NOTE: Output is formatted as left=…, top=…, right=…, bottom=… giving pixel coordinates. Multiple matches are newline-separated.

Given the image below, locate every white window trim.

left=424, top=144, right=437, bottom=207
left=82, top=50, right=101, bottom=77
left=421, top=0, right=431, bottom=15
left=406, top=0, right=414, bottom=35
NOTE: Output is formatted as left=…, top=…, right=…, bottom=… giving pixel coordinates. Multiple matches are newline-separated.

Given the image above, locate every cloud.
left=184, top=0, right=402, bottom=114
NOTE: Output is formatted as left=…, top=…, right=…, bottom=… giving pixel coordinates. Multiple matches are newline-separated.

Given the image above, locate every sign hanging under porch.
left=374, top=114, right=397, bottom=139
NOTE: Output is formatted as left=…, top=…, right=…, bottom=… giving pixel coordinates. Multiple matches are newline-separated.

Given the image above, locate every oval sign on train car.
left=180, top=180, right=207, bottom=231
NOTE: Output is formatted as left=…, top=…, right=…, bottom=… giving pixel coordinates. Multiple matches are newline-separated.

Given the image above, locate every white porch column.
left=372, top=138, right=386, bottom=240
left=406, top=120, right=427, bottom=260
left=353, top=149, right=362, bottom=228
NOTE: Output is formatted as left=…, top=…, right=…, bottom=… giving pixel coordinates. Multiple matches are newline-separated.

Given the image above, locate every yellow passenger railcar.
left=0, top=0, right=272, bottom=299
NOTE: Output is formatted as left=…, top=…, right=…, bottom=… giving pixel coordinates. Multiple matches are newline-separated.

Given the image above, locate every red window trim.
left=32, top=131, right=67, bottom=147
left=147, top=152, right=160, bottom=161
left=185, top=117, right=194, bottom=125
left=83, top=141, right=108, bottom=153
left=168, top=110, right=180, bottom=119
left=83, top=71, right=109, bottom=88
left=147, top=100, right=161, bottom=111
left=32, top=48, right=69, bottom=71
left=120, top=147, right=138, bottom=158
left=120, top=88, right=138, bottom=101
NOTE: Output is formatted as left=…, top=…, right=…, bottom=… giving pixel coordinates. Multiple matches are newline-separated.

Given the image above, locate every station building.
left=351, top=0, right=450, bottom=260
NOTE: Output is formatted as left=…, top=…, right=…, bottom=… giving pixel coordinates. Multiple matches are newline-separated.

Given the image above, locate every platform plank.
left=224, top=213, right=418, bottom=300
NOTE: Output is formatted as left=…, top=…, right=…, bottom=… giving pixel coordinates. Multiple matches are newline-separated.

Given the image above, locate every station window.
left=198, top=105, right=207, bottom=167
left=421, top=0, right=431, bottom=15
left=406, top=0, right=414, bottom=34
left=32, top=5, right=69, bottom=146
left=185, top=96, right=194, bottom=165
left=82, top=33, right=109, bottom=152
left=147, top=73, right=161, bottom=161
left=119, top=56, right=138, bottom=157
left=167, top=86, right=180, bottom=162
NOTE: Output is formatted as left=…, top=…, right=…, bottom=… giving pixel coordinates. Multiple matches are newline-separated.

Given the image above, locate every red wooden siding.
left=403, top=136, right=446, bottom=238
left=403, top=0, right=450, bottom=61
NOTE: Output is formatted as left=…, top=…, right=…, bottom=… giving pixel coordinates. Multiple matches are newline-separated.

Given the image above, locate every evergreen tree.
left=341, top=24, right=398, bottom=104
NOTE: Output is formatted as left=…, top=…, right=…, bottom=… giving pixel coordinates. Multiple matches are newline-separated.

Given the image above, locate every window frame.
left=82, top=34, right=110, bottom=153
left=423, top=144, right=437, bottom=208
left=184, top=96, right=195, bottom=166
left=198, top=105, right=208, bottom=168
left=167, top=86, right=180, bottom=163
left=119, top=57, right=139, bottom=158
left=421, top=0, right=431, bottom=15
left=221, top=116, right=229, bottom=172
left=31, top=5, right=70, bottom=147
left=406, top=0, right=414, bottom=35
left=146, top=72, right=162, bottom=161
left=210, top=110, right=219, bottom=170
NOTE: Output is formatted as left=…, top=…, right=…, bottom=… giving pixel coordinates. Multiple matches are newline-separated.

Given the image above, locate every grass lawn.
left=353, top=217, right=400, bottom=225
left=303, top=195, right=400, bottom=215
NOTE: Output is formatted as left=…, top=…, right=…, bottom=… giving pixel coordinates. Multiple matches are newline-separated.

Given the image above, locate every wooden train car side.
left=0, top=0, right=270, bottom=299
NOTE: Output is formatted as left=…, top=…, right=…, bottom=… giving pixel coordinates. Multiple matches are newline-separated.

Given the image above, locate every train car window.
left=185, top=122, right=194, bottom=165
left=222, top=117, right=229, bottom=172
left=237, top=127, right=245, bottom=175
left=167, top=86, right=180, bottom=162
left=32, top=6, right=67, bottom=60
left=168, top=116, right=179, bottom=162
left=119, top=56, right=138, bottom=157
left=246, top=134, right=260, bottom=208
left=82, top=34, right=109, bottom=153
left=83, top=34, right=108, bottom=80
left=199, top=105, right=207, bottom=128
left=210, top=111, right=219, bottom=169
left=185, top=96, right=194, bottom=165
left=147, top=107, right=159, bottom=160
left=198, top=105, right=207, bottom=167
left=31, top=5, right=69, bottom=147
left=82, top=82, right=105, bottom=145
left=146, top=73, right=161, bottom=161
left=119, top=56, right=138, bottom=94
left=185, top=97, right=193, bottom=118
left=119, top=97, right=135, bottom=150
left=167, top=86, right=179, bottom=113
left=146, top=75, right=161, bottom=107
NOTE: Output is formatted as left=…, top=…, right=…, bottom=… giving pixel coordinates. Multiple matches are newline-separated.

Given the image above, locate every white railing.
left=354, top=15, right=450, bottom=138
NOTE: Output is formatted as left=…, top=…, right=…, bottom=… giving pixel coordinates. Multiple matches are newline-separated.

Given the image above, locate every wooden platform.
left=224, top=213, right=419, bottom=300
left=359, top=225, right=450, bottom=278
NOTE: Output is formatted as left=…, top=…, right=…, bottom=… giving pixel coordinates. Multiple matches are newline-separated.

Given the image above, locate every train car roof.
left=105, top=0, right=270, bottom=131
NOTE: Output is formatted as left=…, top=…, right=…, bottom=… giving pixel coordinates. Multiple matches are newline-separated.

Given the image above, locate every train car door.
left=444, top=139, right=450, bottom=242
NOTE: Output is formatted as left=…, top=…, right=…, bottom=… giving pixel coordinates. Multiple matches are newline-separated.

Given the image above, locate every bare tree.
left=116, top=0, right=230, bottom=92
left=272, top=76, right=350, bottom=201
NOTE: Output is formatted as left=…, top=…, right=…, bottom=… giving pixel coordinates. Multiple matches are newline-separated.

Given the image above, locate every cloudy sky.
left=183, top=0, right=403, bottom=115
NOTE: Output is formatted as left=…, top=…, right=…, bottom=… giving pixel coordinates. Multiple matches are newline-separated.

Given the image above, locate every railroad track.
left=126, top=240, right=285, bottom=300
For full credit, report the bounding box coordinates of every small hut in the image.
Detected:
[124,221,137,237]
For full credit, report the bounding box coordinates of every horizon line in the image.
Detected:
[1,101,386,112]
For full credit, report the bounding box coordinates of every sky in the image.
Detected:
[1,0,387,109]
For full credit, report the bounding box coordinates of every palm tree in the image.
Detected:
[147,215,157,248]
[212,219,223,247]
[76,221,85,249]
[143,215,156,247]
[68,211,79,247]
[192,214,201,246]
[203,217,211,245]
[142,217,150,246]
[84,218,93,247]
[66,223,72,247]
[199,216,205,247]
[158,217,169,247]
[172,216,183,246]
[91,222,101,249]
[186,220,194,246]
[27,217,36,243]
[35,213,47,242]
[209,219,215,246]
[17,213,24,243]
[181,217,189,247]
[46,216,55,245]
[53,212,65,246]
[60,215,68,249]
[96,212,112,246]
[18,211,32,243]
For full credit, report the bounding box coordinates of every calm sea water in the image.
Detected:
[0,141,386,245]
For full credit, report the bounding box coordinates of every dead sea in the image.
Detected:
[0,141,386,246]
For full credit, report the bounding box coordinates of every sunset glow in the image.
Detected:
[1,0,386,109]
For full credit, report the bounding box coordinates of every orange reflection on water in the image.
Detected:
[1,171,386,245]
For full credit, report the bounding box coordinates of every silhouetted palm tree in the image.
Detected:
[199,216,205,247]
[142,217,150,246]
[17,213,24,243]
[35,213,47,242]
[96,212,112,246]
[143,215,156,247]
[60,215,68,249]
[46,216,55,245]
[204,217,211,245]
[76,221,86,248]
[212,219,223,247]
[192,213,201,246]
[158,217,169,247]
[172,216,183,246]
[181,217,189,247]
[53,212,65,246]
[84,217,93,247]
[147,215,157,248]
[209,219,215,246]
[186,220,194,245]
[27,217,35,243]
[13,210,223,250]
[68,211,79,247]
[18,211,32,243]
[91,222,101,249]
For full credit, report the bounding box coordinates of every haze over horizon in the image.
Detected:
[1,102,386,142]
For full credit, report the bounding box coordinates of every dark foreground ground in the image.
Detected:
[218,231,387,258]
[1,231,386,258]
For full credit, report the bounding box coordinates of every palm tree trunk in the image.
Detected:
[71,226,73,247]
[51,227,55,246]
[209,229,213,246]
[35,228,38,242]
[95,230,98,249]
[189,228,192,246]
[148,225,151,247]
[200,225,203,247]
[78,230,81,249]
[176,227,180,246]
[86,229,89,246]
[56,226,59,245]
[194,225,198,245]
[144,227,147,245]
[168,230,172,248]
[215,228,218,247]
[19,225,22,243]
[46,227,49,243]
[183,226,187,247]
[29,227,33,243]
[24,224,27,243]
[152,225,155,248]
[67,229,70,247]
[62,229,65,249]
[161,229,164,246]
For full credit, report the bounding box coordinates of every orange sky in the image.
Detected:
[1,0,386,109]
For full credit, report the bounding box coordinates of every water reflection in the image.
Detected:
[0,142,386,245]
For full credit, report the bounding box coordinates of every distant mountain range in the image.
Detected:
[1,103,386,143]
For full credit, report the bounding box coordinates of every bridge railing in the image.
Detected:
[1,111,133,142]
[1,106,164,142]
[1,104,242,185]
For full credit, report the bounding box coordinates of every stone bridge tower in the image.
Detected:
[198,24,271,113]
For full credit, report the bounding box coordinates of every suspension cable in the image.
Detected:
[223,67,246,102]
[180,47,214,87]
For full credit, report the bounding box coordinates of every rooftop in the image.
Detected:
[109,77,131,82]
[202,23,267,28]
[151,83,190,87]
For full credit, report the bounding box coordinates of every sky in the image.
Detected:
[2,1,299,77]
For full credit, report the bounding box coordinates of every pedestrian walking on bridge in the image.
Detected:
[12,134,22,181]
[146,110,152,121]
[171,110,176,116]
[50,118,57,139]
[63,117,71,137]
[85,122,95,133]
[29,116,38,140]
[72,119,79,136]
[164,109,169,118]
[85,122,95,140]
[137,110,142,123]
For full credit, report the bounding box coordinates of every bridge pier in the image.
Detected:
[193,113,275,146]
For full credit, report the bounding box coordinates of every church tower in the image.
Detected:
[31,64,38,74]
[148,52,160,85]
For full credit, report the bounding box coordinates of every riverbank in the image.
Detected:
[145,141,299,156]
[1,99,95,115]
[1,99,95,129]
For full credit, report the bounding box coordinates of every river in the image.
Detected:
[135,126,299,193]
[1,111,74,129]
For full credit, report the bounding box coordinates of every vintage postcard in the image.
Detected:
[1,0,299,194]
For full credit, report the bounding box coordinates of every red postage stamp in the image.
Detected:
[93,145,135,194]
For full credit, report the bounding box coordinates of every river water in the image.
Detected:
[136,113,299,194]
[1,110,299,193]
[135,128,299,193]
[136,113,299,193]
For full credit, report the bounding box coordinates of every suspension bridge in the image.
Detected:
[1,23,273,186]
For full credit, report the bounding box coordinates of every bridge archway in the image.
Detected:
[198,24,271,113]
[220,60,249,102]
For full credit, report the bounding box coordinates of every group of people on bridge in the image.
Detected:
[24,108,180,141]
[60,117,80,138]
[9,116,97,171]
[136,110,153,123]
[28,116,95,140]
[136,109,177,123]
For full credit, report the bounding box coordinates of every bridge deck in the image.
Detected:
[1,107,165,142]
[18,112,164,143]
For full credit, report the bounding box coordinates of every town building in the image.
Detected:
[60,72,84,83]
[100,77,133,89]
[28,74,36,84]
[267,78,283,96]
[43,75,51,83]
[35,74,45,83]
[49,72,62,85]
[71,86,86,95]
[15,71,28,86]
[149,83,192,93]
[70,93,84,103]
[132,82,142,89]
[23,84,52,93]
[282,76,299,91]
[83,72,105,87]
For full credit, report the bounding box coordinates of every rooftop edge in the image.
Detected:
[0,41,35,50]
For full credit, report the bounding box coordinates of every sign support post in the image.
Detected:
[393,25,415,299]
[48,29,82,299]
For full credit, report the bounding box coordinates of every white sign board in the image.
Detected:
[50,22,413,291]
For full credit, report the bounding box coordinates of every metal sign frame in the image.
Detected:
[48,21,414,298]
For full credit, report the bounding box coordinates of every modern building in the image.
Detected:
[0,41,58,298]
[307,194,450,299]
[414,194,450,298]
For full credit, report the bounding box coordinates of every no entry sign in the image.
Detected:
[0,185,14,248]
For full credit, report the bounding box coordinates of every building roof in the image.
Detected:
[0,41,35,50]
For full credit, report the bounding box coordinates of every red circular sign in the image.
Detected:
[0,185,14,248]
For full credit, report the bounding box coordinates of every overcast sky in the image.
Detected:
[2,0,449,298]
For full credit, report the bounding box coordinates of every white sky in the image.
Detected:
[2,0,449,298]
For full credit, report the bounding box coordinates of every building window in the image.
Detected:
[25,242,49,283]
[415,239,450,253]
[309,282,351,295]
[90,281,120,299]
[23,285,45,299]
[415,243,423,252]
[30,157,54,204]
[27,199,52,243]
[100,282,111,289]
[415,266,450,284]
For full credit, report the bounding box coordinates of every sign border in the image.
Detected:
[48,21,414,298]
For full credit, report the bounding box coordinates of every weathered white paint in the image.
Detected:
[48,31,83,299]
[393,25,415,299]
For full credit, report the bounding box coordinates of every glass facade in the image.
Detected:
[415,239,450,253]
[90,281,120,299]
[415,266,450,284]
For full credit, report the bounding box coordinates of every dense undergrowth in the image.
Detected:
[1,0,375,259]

────

-- EXERCISE --
Looking at the data above, write out exactly the lines that start at the one containing "frame in the image." and end at the one containing "For full credit, report the bounding box coordinates of every no"; include both and nothing beyond.

-- PROBLEM SOLUTION --
For full credit, report the bounding box coordinates of every metal sign frame in the image.
Detected:
[48,21,414,298]
For full credit, report the bounding box coordinates of every modern building in the image.
Detected:
[0,41,58,298]
[307,194,450,299]
[414,194,450,298]
For full credit, report the bounding box coordinates of every no entry sign in the image.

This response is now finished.